• The task: Reproduce the stretch of the records below from the line containing "# test: locate points for every instance of the damaged" through the line containing "(1205, 223)", keeping every character unchanged and including both end lines.

Location annotation dataset extracts
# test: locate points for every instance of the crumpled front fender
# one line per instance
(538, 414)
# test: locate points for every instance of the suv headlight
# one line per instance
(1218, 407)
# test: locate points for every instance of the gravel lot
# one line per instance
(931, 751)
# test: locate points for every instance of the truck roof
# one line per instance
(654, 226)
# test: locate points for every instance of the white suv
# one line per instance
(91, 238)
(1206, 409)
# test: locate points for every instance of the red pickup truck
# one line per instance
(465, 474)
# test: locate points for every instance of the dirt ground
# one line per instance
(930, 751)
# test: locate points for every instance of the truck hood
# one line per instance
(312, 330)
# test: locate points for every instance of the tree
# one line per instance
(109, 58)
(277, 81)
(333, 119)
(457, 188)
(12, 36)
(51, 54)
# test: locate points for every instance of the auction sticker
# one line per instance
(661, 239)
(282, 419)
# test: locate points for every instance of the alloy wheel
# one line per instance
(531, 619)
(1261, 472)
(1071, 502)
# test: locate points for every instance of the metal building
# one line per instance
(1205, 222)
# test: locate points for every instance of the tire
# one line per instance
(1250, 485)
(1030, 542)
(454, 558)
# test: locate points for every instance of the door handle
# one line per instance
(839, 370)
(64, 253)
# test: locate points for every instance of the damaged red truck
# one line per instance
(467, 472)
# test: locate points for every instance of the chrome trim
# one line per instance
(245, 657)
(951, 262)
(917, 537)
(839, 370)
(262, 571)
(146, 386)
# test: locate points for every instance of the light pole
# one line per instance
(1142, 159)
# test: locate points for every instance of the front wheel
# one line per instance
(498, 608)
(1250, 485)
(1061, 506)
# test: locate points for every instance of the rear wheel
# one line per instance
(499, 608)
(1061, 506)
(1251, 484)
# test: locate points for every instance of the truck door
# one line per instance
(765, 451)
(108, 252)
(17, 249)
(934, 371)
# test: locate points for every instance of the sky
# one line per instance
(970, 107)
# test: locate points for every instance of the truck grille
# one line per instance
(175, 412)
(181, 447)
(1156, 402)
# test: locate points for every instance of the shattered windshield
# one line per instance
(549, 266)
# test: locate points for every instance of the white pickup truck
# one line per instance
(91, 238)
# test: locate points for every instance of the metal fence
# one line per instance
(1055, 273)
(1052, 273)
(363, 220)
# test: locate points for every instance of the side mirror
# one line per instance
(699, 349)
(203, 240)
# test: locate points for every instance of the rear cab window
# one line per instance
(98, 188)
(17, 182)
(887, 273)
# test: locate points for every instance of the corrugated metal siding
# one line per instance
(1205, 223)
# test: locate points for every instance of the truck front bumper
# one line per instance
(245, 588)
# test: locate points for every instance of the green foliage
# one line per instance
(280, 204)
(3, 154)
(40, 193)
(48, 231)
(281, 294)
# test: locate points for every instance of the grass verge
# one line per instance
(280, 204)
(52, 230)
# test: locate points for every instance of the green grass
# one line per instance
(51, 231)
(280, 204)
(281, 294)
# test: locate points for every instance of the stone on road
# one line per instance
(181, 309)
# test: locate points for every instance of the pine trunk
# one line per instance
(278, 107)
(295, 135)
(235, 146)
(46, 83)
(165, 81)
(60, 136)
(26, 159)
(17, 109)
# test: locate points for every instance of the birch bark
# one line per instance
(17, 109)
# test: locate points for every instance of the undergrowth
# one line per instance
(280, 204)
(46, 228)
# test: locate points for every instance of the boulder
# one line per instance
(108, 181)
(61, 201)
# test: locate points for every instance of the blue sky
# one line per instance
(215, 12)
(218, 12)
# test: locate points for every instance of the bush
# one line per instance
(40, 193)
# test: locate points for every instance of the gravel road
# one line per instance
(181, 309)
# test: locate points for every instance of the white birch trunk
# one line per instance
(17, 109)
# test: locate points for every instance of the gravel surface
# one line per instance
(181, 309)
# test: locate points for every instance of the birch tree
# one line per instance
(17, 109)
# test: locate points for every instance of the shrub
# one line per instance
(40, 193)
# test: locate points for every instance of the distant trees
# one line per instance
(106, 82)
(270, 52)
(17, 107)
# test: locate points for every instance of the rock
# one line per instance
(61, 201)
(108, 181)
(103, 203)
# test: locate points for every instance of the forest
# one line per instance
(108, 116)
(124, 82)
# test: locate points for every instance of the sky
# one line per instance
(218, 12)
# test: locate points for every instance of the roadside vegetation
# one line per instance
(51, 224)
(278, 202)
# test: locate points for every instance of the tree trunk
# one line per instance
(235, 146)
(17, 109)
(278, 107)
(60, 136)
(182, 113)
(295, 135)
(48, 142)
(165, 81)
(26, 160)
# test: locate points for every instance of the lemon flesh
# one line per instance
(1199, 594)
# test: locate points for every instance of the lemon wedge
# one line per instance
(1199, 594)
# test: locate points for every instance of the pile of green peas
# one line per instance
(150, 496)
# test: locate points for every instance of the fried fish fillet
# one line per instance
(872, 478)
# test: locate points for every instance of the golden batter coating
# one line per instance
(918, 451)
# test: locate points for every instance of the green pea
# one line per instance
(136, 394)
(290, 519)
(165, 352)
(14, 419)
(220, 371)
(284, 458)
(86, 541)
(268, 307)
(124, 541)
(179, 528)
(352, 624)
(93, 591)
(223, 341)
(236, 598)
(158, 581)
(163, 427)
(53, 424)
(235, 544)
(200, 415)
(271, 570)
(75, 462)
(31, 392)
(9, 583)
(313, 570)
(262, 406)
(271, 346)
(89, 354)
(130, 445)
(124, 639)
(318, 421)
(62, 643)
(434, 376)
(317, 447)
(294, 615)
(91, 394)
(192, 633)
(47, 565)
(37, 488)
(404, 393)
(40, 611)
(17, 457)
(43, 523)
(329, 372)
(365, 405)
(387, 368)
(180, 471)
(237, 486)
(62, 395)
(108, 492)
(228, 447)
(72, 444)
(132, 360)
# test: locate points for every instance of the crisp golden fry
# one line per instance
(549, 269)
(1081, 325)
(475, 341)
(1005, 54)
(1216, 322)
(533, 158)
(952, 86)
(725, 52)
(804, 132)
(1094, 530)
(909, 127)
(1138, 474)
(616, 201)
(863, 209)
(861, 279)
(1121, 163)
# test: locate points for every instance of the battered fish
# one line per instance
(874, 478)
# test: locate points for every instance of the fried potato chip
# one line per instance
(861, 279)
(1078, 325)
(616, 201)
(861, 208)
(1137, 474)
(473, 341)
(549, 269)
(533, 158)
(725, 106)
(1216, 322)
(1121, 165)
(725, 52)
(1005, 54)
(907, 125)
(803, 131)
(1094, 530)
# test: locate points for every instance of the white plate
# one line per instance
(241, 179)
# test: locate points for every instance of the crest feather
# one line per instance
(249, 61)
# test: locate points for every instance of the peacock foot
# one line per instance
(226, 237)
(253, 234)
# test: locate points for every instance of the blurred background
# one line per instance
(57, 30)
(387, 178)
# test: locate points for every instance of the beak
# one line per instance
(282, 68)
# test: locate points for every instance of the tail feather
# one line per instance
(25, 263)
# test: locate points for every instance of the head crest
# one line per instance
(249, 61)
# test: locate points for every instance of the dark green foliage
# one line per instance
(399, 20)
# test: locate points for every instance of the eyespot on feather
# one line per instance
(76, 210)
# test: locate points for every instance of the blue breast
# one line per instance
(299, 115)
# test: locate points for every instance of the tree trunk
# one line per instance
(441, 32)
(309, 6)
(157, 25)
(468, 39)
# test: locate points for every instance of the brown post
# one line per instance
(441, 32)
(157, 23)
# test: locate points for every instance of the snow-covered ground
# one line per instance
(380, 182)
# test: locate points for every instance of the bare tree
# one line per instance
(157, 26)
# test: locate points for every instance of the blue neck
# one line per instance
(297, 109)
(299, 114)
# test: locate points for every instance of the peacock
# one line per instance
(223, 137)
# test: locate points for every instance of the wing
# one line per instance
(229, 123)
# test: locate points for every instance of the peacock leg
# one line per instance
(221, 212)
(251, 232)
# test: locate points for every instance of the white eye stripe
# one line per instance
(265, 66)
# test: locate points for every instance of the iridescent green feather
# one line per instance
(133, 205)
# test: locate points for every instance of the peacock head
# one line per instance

• Task response:
# test: locate points for every instance of the damaged red truck
# one line per instance
(467, 472)
# test: locate points for every instance of the chrome trim
# one line per instance
(245, 657)
(951, 262)
(917, 537)
(839, 370)
(262, 571)
(146, 386)
# test: locate points for every instance of the light pole
# one line per instance
(1142, 159)
# test: locate points for every instance of the front wheel
# one line per instance
(498, 608)
(1250, 485)
(1061, 506)
# test: locate points for every instance of the rear wheel
# one line per instance
(499, 608)
(1061, 506)
(1251, 484)
# test: locate points for every instance of the truck door
# one line per instance
(765, 451)
(108, 252)
(17, 249)
(934, 371)
# test: locate points for every instance of the sky
# one line per instance
(970, 107)
# test: locate points for every instance of the truck grille
# one line per instance
(175, 412)
(181, 447)
(1156, 402)
# test: locate points for every instance of the shattered windshield
# one line per instance
(549, 266)
# test: locate points for every instance of the white pickup truck
# one line per instance
(91, 238)
# test: locate points for every instance of the metal fence
# one line per instance
(1055, 273)
(1052, 273)
(363, 220)
# test: locate points for every instance of the side mirror
# one line per instance
(699, 349)
(203, 240)
# test: locate points for every instance of the rear cab window
# one line per instance
(98, 188)
(17, 182)
(887, 273)
# test: locate points for every instance of the corrugated metal siding
# one line per instance
(1205, 223)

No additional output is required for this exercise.